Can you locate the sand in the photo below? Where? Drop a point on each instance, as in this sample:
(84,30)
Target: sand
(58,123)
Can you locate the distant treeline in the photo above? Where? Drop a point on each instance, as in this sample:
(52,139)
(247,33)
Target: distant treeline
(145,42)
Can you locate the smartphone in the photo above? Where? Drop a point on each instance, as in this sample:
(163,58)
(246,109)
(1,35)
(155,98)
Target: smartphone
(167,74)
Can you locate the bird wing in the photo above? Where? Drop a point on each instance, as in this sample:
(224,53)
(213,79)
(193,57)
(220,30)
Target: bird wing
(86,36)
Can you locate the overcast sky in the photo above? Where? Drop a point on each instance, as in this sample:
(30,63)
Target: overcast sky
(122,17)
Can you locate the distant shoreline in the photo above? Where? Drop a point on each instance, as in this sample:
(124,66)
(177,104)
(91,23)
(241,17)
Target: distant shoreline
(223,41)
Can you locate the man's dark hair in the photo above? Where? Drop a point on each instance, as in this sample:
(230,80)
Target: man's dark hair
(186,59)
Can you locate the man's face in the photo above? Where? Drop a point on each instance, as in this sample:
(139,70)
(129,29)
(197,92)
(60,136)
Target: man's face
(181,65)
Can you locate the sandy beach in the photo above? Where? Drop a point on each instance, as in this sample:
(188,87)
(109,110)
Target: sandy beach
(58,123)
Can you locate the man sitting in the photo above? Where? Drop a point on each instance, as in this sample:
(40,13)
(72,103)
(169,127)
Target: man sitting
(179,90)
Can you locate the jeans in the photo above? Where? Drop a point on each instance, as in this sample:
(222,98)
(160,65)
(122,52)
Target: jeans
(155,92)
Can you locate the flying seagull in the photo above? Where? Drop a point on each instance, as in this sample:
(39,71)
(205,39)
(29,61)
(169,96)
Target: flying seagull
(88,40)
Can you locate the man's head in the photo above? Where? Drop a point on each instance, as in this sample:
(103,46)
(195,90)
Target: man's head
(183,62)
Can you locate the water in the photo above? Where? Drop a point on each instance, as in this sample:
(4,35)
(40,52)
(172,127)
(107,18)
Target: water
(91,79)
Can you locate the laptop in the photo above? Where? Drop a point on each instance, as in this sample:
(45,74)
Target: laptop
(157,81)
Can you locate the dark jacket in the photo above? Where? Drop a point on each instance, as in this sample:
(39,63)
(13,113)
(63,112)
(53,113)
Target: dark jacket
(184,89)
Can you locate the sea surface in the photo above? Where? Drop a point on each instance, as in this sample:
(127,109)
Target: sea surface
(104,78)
◆ ◆ ◆ ◆ ◆
--- Stated exercise ---
Update all the lines above by swapping each "Target" for "Label". Leave everything else unchanged.

--- Answer in full ---
Can you locate the sand in the photo below? Where? Drop a point on each instance, as in this sample:
(84,30)
Label: sand
(58,123)
Can you locate the distant treeline in the photo above? Where? Drop a point on each instance, as in this sample:
(52,139)
(247,33)
Label: distant treeline
(145,42)
Can you locate the smartphone in the photo above? Where? Drop a point on each instance, as in this sample:
(163,58)
(246,109)
(1,35)
(155,98)
Label: smartphone
(167,74)
Can you locate the bird wing in the photo above? Where? Drop a point on each instance, as in this sample:
(224,53)
(213,79)
(193,57)
(220,30)
Label: bird wing
(86,36)
Can you locate the overcast sky in the photo above? Where? Drop a point on each instance, as in this sample:
(30,63)
Label: overcast sky
(122,17)
Can you locate the distant shoreline in the photo above? Where? Drop a point on each instance, as in this sample:
(124,66)
(177,104)
(91,23)
(241,17)
Label: distant shoreline
(223,41)
Can you locate the man's dark hair in the photo above? Where? Drop a point on each instance, as in this sample:
(230,80)
Label: man's dark hair
(186,59)
Can you locate the man's face in the photo above? Where? Drop a point on each instance, as in this sample:
(139,70)
(129,29)
(197,92)
(60,136)
Label: man's face
(181,65)
Can you locate the sandy beach in the photo above? Where? Drop a point on each instance, as in this sample:
(188,87)
(109,110)
Label: sandy beach
(58,123)
Can you locate the man sitting in the photo above? Where? Drop a point on each instance, as in this sample:
(40,13)
(72,103)
(169,127)
Label: man sitting
(179,90)
Can you locate the jeans in the photo above? Where? Drop a point on each instance, as in this sample:
(222,98)
(160,65)
(122,52)
Label: jeans
(155,92)
Can you locate the flying seagull in the photo above? Where? Drop a point on each instance, as in this sample:
(39,71)
(205,39)
(29,61)
(169,96)
Label: flying seagull
(88,40)
Can you locate the man's head in the photo above? Where? Drop a point on each instance, as in this sample:
(103,46)
(195,90)
Label: man's head
(183,62)
Can you locate the water in the photo above? Where? Drop a point on each instance, as in this sample:
(4,35)
(40,52)
(172,127)
(107,18)
Label: water
(91,79)
Can you locate the laptop in the photo above? Where? Drop a point on each instance, as in this sample:
(45,74)
Label: laptop
(157,81)
Can you locate the dark jacket in the photo above? Where? Drop a point on each instance, as in this sample:
(39,63)
(13,113)
(63,112)
(53,113)
Label: dark jacket
(184,89)
Can you locate the sea surface in the photo above? Where? Drop a point on each instance, as in this sample:
(127,109)
Label: sea surface
(104,78)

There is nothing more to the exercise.